문제 요구 사항:
아래 목록에서 "floral"라는 단어가 들어 있는 줄의 수를 구하여 그 수만 쓰시오. 대소문자는 구분한다.

데이터셋 발췌:
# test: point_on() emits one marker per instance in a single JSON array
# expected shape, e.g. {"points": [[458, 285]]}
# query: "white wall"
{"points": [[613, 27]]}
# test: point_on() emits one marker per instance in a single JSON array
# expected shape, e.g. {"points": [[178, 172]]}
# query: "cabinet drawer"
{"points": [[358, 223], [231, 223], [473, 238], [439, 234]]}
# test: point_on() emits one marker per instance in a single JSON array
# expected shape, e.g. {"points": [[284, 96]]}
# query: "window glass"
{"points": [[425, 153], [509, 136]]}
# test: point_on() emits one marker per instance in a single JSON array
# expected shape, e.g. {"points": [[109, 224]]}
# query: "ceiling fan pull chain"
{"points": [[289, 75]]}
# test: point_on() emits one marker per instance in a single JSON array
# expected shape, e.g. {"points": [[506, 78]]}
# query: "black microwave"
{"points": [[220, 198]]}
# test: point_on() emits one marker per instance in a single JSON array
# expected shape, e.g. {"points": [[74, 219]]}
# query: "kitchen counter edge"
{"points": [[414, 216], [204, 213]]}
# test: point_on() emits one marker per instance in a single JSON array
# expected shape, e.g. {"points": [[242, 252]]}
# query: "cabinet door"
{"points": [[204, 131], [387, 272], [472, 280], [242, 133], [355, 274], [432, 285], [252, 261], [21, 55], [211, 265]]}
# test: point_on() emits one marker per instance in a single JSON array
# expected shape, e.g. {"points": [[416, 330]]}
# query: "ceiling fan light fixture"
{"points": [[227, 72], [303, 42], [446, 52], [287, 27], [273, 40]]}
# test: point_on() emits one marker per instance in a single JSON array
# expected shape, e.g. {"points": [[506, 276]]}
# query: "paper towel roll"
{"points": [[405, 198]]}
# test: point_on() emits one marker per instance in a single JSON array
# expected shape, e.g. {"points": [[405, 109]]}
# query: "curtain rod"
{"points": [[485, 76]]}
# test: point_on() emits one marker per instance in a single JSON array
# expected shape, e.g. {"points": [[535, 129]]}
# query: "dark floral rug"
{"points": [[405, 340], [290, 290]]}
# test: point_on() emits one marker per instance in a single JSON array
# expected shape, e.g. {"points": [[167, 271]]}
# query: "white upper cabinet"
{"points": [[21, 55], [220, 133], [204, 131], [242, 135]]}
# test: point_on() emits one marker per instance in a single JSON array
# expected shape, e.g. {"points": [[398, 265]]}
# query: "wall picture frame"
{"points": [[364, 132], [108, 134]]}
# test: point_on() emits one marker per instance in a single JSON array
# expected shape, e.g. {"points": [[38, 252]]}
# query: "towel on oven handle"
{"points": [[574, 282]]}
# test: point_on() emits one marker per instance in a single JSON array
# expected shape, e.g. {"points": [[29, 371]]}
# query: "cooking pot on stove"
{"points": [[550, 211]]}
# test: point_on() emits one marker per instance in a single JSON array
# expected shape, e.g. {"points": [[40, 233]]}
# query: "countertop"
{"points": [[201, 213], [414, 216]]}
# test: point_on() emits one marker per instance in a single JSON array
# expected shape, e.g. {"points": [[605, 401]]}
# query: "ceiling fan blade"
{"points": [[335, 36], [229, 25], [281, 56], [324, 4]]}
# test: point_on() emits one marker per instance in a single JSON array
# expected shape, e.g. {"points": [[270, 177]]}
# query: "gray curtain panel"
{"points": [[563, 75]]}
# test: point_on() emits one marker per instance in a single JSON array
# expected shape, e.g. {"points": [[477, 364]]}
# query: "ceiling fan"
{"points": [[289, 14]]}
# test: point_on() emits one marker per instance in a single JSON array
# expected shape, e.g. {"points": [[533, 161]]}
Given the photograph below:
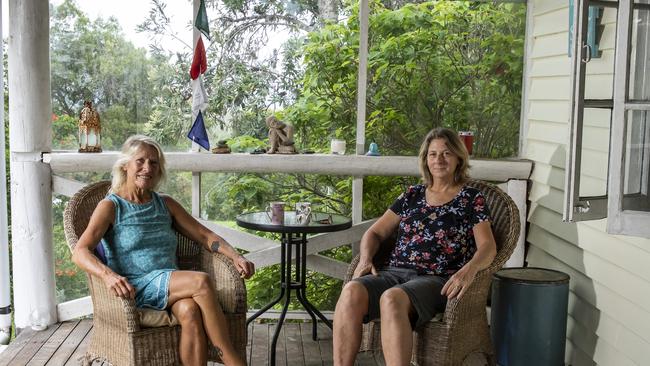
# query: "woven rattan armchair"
{"points": [[118, 336], [463, 328]]}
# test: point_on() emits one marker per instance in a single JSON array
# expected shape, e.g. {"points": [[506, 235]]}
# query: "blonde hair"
{"points": [[131, 147], [455, 145]]}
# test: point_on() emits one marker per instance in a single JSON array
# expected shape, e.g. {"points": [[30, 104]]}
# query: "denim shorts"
{"points": [[423, 291], [152, 289]]}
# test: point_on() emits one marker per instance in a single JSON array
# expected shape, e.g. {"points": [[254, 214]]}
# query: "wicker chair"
{"points": [[118, 336], [462, 329]]}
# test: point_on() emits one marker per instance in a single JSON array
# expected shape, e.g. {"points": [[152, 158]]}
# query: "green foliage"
{"points": [[442, 63], [446, 63]]}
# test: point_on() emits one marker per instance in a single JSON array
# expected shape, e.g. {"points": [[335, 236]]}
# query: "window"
{"points": [[610, 122]]}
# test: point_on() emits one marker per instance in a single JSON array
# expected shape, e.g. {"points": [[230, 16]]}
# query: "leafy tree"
{"points": [[454, 64], [91, 60]]}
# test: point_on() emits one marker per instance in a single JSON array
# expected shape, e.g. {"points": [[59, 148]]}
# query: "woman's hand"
{"points": [[245, 267], [119, 286], [364, 267], [459, 282]]}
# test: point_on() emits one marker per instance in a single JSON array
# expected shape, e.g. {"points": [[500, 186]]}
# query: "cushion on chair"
{"points": [[150, 318]]}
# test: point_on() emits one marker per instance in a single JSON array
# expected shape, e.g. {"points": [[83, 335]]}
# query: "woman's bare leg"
{"points": [[193, 347], [351, 307], [396, 332], [198, 286]]}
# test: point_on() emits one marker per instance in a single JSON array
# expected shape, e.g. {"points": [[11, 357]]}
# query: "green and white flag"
{"points": [[201, 23]]}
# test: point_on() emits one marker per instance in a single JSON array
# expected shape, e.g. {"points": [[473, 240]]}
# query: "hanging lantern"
{"points": [[89, 129]]}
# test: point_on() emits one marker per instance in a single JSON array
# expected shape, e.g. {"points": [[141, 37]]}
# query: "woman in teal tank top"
{"points": [[136, 227]]}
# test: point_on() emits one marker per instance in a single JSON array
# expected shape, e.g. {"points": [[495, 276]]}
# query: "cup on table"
{"points": [[303, 213], [337, 147], [467, 137], [275, 212]]}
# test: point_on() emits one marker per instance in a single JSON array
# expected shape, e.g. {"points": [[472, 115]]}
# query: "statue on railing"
{"points": [[280, 137], [90, 129]]}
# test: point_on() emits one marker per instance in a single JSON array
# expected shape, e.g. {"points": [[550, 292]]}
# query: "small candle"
{"points": [[338, 147]]}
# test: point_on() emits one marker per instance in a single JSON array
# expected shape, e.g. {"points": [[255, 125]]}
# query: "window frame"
{"points": [[621, 221], [576, 208]]}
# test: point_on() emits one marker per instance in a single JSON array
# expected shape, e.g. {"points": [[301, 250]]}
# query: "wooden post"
{"points": [[357, 181], [31, 189], [196, 176], [5, 297]]}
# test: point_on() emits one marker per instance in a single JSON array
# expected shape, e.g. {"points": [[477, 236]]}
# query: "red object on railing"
{"points": [[468, 139]]}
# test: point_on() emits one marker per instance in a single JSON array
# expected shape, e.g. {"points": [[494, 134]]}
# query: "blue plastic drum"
{"points": [[528, 316]]}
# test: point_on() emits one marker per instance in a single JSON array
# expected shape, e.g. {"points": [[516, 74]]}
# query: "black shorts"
{"points": [[423, 292]]}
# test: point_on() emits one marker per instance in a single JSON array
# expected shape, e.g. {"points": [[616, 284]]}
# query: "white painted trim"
{"points": [[75, 309], [350, 165], [30, 134], [528, 64], [317, 243], [66, 187], [196, 194]]}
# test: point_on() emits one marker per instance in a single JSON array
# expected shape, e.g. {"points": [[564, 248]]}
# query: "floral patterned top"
{"points": [[437, 240]]}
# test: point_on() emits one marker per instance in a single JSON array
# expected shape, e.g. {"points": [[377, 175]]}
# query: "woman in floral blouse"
{"points": [[443, 239]]}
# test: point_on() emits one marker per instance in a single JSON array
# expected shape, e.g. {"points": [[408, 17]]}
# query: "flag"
{"points": [[199, 97], [200, 60], [201, 22], [198, 133]]}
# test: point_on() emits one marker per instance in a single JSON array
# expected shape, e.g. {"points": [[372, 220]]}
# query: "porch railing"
{"points": [[265, 252]]}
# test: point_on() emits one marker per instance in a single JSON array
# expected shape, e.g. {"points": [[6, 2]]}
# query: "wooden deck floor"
{"points": [[64, 344]]}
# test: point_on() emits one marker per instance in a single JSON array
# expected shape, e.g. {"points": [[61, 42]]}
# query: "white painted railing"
{"points": [[265, 252]]}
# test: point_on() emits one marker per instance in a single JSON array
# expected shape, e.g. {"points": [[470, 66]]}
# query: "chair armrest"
{"points": [[473, 300], [353, 265], [231, 291], [110, 310]]}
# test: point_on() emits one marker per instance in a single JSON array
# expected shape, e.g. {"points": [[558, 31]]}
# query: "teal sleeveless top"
{"points": [[141, 246]]}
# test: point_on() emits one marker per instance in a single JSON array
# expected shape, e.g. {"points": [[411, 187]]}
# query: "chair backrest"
{"points": [[79, 209], [505, 224], [505, 220], [81, 206]]}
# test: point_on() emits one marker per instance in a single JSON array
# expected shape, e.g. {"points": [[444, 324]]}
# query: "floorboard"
{"points": [[65, 344]]}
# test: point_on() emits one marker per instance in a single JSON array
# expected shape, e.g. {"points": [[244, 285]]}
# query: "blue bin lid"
{"points": [[532, 275]]}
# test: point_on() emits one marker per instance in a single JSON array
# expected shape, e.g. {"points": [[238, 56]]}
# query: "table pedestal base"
{"points": [[298, 284]]}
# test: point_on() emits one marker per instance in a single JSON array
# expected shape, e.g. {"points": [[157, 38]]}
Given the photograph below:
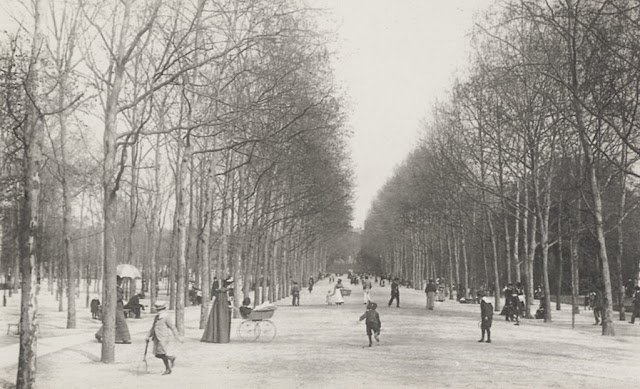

과제 풀이:
3